:: Instruction ::
Give the data again exactly as written, skipping any pictures.

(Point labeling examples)
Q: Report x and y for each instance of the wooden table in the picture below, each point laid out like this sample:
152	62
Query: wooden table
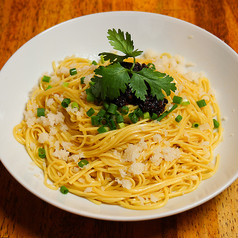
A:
24	215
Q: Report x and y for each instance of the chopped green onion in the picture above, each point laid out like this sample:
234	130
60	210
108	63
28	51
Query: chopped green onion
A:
133	117
102	129
195	125
64	190
65	84
112	124
90	96
154	116
151	65
121	125
106	106
167	112
82	163
75	105
177	99
82	80
41	153
107	116
201	103
91	83
48	87
124	110
90	112
65	103
139	112
46	79
102	59
73	71
146	115
101	113
95	120
112	108
178	118
119	118
216	123
40	112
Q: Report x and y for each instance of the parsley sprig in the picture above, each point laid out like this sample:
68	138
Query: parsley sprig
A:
112	80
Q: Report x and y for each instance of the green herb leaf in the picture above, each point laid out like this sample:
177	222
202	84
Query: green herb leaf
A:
155	79
109	81
112	57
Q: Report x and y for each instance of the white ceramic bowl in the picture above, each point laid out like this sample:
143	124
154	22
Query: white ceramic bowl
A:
86	36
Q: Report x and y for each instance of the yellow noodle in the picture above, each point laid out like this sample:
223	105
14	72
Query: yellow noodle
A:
140	166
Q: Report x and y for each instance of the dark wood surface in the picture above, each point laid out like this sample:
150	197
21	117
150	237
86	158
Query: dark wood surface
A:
23	214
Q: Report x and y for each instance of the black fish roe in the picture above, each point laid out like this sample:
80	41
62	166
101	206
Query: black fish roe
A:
151	104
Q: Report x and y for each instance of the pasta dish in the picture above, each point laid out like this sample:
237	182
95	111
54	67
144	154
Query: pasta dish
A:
113	151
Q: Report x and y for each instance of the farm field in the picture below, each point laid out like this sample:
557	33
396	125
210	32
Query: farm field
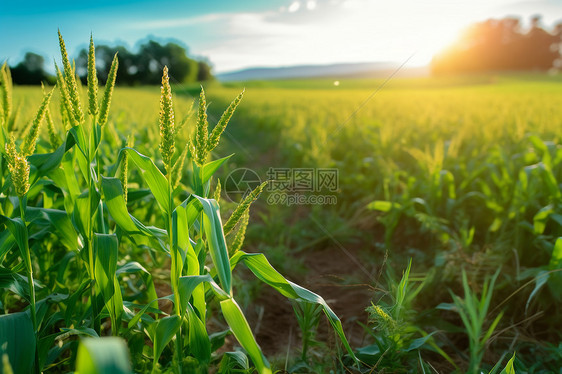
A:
440	252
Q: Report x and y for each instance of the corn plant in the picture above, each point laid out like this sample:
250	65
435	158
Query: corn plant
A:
71	208
398	340
474	313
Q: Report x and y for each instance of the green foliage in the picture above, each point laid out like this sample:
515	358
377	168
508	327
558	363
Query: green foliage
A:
103	356
67	224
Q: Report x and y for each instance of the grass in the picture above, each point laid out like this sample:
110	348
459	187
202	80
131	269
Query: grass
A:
457	173
72	234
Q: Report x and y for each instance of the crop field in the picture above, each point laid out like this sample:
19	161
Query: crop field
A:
436	248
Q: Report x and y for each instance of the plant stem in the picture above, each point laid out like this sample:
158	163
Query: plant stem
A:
31	283
91	189
173	273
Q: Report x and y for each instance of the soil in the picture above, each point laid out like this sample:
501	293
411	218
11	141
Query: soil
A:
332	273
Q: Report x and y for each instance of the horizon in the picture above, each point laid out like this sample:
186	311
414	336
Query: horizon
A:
253	34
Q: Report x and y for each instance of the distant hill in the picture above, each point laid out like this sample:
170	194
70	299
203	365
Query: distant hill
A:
369	69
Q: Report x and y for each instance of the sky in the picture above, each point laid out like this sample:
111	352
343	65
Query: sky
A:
241	34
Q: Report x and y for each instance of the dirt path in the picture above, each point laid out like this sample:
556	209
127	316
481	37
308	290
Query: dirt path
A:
333	275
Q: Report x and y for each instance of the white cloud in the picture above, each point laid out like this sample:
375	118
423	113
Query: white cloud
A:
336	31
294	6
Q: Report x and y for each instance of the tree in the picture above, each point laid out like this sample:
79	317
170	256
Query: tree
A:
31	70
145	67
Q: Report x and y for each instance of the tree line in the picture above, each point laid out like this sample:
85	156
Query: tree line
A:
141	68
502	45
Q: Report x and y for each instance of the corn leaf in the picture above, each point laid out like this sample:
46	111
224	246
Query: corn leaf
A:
107	355
18	338
164	331
263	270
241	330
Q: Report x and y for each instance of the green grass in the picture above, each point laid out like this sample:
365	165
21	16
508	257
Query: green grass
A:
460	173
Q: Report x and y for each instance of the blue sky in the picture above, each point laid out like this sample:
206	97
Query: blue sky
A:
239	34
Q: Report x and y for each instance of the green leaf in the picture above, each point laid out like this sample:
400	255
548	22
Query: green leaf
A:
106	249
198	338
113	198
17	340
62	225
419	342
19	231
556	257
107	355
383	206
241	330
509	369
541	218
263	270
217	244
210	168
540	280
164	331
153	176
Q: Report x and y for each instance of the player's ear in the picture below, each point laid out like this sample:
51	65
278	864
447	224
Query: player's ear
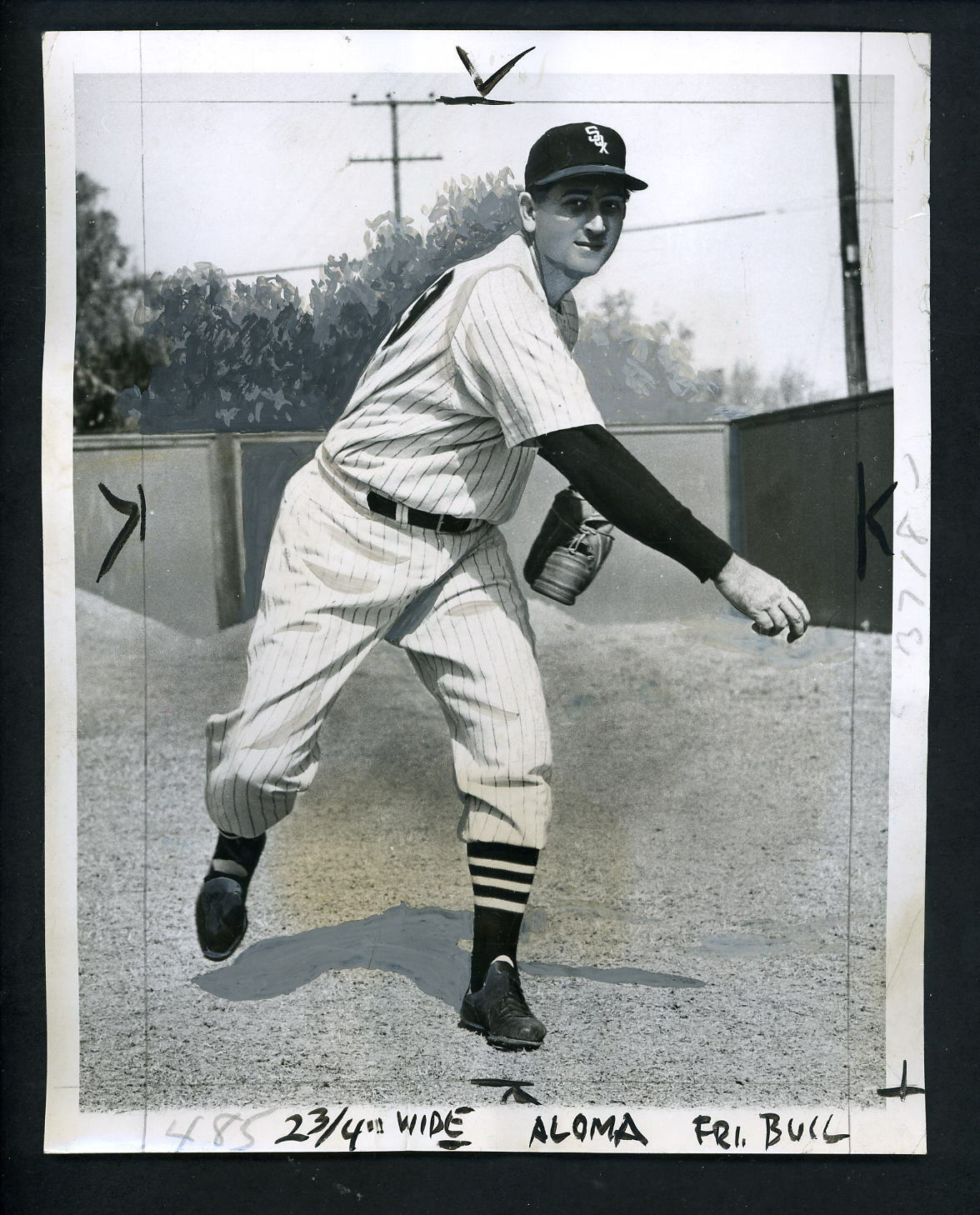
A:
528	209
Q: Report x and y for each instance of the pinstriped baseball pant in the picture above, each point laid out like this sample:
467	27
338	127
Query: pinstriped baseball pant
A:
339	580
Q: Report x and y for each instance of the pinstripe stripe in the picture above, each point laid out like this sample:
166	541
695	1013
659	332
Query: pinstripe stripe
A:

:: Full output ::
Q: Report x and y for each instance of the wooden table in the picture below, each point laid out like this sample:
152	62
Query: wooden table
A:
24	215
Q: Report x and y for each instance of the chopped green onion in the picture above, each point laid out like this sample:
234	130
60	210
108	63
28	51
Query: chopped green onion
A:
133	117
102	129
195	125
64	190
65	84
112	124
90	96
154	116
151	65
121	125
106	106
167	112
82	163
75	105
177	99
82	80
41	153
107	116
201	103
91	83
48	87
124	110
90	112
65	103
139	112
46	79
102	59
73	71
146	115
101	113
95	120
112	108
178	118
119	118
216	123
40	112
Q: Report x and y for each instance of the parsley sprig in the picture above, each point laid out like this sample:
68	138
Query: parsley sprig
A:
112	80
Q: Report x and y for each instance of the green herb leaf in the picture above, each point laid out like this sample:
177	222
202	84
Query: green herb leaf
A:
155	79
109	81
112	57
Q: Report x and y for each instance of the white ceramic bowl in the picture above, each point laid out like this sample:
143	124
154	22
Query: white ceramic bowl
A:
86	36
Q: Report x and y for each instance of the yellow noodle in the picture above, each point laid out like this sample:
223	105
14	72
Query: yellow noodle
A:
140	166
Q: Report x and y for each instance of the dark wood surface in the picture above, each point laid out like this sample:
150	197
21	117
150	237
86	158
Query: dark wood surface
A:
23	214
Q: Report x and y for each instance of the black fish roe in the picture above, each point laid out like this sample:
80	41
62	166
101	206
Query: black fish roe
A:
151	104
Q: Report x and y for each instance of the pasta dish in the picture above, each point laid out like this sample:
237	182
95	111
54	67
144	154
Query: pasta dish
A:
113	151
Q: Report x and y for each instance of the farm field in the picture below, each point laid out like this sample:
557	33
396	125
210	32
Query: farm field
A:
440	252
Q: Report x and y for each instance of the corn plant in the picture above, each point laid out like this sample:
250	65
435	158
Query: corn plant
A:
71	208
398	340
474	313
Q: Report x and y for each instance of the green foliage in the picture above, each point laid out like this sample:
515	358
377	168
508	327
558	363
Query: green foliage
A:
103	356
67	224
Q: Report x and y for each instance of the grass in the picture above, each point laid out like this sample:
110	348
459	187
202	80
131	269
Query: grass
A:
457	173
72	234
Q: Report x and y for each instance of the crop field in the picture above, each point laid out like this sample:
19	161
Query: crop field
A:
436	248
Q: Report x and y for each instance of the plant stem in the picture above, each point laid out like this sample:
158	163
Query: plant stem
A:
31	283
91	189
173	273
Q: Report x and y for each instance of the soil in the picture above, each point laid out like this sample:
501	293
411	218
11	141
Query: soil
A:
332	273
Q: Report x and y for each instance of the horizon in the picture above, each point laid out like this sample:
186	311
414	336
Query: horizon
A:
253	34
Q: Report x and y for each instance of the distant hill in the picture above, each point laid out like this sample:
170	194
70	299
203	365
Query: distant hill
A:
369	69
Q: Report x and y for each instance of the sky in the picture above, each point laid out like this sample:
111	352
343	65
Query: sky
A:
241	34
Q: Report x and y for each instance of the dirt path in the picture above, each point laid out like this sample:
556	209
127	316
481	37
308	290
Query: dirt path
A:
333	275
Q: Report x and y for each instance of the white cloud in the picture above, each point laid out like this sample:
375	118
423	113
Query: white cloud
A:
336	31
294	6
Q: Report x and y for each instance of the tree in the picture above, each point laid out like this sample:
79	317
170	256
Query: tree
A:
31	70
145	67
Q: Report x and y for each instance of the tree line in the picture above, each point laid out like this sample:
85	156
Query: tree line
A:
141	68
502	45
Q: Report x and y for each instance of the corn leaf in the picture above, each point laid out like this sample:
46	111
224	246
Query: corn leaf
A:
107	355
18	338
164	331
263	270
241	330
Q: Report x and y for each instance of the green grass in the picture above, each point laid out like this sample:
365	165
21	16
508	257
Query: green grass
A:
460	173
Q: Report x and y for each instance of the blue sky in the picture above, each point laid out like this sample:
206	97
Query: blue sky
A:
239	34
Q: Report x and y for each instance of the green leaf in the picture above, each point laid out like this sample:
400	255
548	22
Query: green leaf
A:
106	249
198	338
113	198
17	340
62	225
419	342
19	231
556	257
107	355
383	206
241	330
509	369
541	218
263	270
217	244
210	168
540	280
164	331
153	176
Q: Report x and y for each instance of the player's ear in the picture below, each point laid out like this sample:
51	65
278	864
447	224
Query: player's ear
A:
528	209
Q: Report x and y for each instance of the pinstriped baseball pant in the picture above, each point laid out like this sample:
467	27
338	127
Query: pinstriped baseball pant
A:
339	580
Q: Report x and y for each instance of the pinstripe stripe in the picture above, each point laid out like this sample:
166	541
695	1013
659	332
Query: pinstripe stripe
A:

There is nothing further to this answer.